-- BEGIN --

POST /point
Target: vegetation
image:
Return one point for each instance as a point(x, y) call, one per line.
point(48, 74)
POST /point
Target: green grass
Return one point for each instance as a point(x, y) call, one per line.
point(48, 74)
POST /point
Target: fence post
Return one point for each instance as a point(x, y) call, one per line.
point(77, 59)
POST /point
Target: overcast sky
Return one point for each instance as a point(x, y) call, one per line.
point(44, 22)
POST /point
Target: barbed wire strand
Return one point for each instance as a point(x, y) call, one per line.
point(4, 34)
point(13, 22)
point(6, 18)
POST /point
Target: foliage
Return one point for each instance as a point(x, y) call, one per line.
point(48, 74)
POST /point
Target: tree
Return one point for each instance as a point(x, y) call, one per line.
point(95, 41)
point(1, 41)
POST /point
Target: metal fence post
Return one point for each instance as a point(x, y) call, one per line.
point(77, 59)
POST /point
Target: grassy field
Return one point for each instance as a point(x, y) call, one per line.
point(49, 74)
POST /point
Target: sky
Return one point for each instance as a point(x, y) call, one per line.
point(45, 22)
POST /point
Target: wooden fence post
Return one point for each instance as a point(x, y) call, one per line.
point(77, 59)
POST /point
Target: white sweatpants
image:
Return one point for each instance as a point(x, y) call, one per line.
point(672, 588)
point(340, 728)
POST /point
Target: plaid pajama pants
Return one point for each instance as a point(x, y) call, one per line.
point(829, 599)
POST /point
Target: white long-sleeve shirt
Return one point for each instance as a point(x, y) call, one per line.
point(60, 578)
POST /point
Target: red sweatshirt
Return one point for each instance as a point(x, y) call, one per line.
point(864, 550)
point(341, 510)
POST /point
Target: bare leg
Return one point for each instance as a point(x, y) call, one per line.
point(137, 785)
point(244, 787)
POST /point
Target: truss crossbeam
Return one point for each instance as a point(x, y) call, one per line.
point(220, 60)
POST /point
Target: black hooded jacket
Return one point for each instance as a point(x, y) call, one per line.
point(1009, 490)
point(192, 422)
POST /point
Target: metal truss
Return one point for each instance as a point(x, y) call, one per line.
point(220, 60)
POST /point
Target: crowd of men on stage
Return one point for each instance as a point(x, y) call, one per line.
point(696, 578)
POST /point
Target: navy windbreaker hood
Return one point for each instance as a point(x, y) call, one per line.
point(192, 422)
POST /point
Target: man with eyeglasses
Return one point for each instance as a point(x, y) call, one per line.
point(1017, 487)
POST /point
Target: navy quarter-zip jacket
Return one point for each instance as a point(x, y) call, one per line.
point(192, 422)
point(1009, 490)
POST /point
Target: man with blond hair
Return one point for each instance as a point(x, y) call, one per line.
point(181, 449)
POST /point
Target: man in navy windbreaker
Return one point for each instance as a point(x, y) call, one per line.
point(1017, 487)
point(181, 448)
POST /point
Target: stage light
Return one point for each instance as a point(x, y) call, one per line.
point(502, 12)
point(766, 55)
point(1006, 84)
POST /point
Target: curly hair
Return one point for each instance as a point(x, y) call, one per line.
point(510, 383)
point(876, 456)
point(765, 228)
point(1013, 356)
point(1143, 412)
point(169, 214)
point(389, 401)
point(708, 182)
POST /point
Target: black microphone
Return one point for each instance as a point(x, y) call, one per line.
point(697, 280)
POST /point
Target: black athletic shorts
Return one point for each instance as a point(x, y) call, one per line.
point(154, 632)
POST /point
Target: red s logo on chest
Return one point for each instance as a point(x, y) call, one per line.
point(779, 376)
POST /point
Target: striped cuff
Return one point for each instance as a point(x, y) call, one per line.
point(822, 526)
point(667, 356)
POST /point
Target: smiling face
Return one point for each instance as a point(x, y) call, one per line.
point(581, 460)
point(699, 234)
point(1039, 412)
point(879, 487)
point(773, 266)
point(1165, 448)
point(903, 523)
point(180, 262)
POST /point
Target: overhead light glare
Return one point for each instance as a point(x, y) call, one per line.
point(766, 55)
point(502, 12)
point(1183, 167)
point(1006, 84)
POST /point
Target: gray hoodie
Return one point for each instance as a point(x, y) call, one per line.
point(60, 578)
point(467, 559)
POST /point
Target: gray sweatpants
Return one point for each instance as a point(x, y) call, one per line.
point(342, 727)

-- END --

* _What you should do_: Turn all of the lines above into a JSON list of strings, one string per line, skipping any blank lines.

* _Result_:
[
  "POST /point",
  "Target: vegetation",
  "image:",
  "Return one point for each instance as a point(x, y) call, one per line.",
  "point(48, 74)",
  "POST /point",
  "Target: green grass",
  "Return one point for each instance as a point(x, y) call, one per line.",
  "point(48, 74)",
  "POST /point",
  "Target: fence post",
  "Return one point for each instance as a point(x, y) call, one per line.",
  "point(77, 59)",
  "POST /point",
  "Target: overcast sky",
  "Return one point for each instance as a point(x, y) call, one per line.",
  "point(44, 22)",
  "POST /point",
  "Target: barbed wire strand",
  "Return one point for each instance as a point(x, y) call, one per line.",
  "point(4, 34)",
  "point(13, 22)",
  "point(6, 18)",
  "POST /point",
  "Target: foliage",
  "Return one point for each instance as a point(x, y) call, one per line.",
  "point(48, 74)",
  "POST /point",
  "Target: tree",
  "Return one point for each instance as a point(x, y) call, one per line.",
  "point(95, 41)",
  "point(1, 41)",
  "POST /point",
  "Target: metal fence post",
  "Return one point for each instance as a point(x, y) call, one per line.",
  "point(77, 59)",
  "POST /point",
  "Target: grassy field",
  "Return one point for each instance as a point(x, y) call, one per line.",
  "point(49, 74)",
  "POST /point",
  "Target: sky",
  "Return one point for each instance as a point(x, y) call, one per line.",
  "point(45, 22)",
  "POST /point",
  "Target: wooden fence post",
  "Return one point for each instance as a point(x, y) call, one per line.",
  "point(77, 59)",
  "POST /point",
  "Target: white sweatpants",
  "image:",
  "Return one point for each instance as a point(x, y) call, one per line.",
  "point(672, 588)",
  "point(340, 728)",
  "POST /point",
  "Target: plaid pajama pants",
  "Return one point for each instance as a point(x, y) call, one per line.",
  "point(829, 599)",
  "POST /point",
  "Target: white long-sleeve shirt",
  "Return one point for each instance as a point(x, y) call, one per line.",
  "point(60, 578)",
  "POST /point",
  "Target: red sweatshirt",
  "Return one point for each instance as a point(x, y) call, one per line.",
  "point(864, 550)",
  "point(341, 510)",
  "POST /point",
  "Target: bare leg",
  "Return one point for each instance as a point(x, y) call, one per line.",
  "point(137, 785)",
  "point(244, 787)",
  "POST /point",
  "Target: truss crossbeam",
  "Return one point for each instance as a point(x, y) call, one per line.",
  "point(220, 60)",
  "POST /point",
  "Target: black hooded jacket",
  "Return one point for each instance as a point(x, y) call, one per line.",
  "point(1009, 490)",
  "point(192, 422)",
  "POST /point",
  "Target: metal truss",
  "Return one point for each instance as a point(x, y) call, one per line.",
  "point(220, 60)",
  "POST /point",
  "Target: crowd of men on stage",
  "Return one point for each instance as a point(x, y) call, one per line.",
  "point(696, 578)",
  "POST /point",
  "Target: navy windbreaker hood",
  "Return one point for each instance as a point(x, y) call, one per line.",
  "point(192, 422)",
  "POST /point",
  "Target: man with eyeglasses",
  "Return one point for each instance as a point(x, y) call, one per line.",
  "point(1017, 487)",
  "POST /point",
  "Target: navy quarter-zip jacket",
  "Return one point for each instance as a point(x, y) call, one per line.",
  "point(192, 422)",
  "point(1009, 490)",
  "POST /point",
  "Target: man with blond hair",
  "Return one point for each instance as a point(x, y) call, one per line.",
  "point(181, 449)",
  "POST /point",
  "Target: man in navy windbreaker",
  "Return one point for each instance as a point(x, y) call, one per line.",
  "point(1017, 487)",
  "point(181, 448)",
  "POST /point",
  "Target: stage light",
  "Return one point for each instance as a point(x, y) call, one per line.",
  "point(502, 12)",
  "point(766, 55)",
  "point(1006, 84)",
  "POST /point",
  "Target: curly hair",
  "Return one point for each instance as a point(x, y) call, one per line.",
  "point(510, 383)",
  "point(876, 456)",
  "point(765, 228)",
  "point(1013, 356)",
  "point(1143, 412)",
  "point(169, 214)",
  "point(389, 401)",
  "point(708, 182)",
  "POST /point",
  "Target: black microphone",
  "Return one point for each instance as a point(x, y) call, one per line.",
  "point(697, 280)",
  "POST /point",
  "Target: black athletic shorts",
  "Return one point for each instance as a point(x, y) call, one per line.",
  "point(154, 632)",
  "POST /point",
  "Target: red s logo on chest",
  "Return one point for each instance as a point(x, y) call, one per line.",
  "point(779, 376)",
  "POST /point",
  "Target: striped cuff",
  "Return one point for each instance as a point(x, y) call, one per line.",
  "point(822, 526)",
  "point(667, 356)",
  "POST /point",
  "Target: smiling face",
  "Return one point for each instance as a point(x, y) call, one per line.",
  "point(581, 460)",
  "point(699, 234)",
  "point(1039, 412)",
  "point(879, 487)",
  "point(773, 266)",
  "point(1165, 448)",
  "point(903, 523)",
  "point(180, 262)",
  "POST /point",
  "Target: overhead light glare",
  "Return one point for each instance as a point(x, y) call, one per line.",
  "point(766, 55)",
  "point(502, 12)",
  "point(1183, 167)",
  "point(1006, 84)",
  "POST /point",
  "Target: gray hoodie",
  "Return one point for each instance as a point(x, y) call, one per line.",
  "point(60, 578)",
  "point(467, 559)",
  "POST /point",
  "Target: gray sweatpants",
  "Return one point for each instance as a point(x, y) call, one per line.",
  "point(342, 727)"
]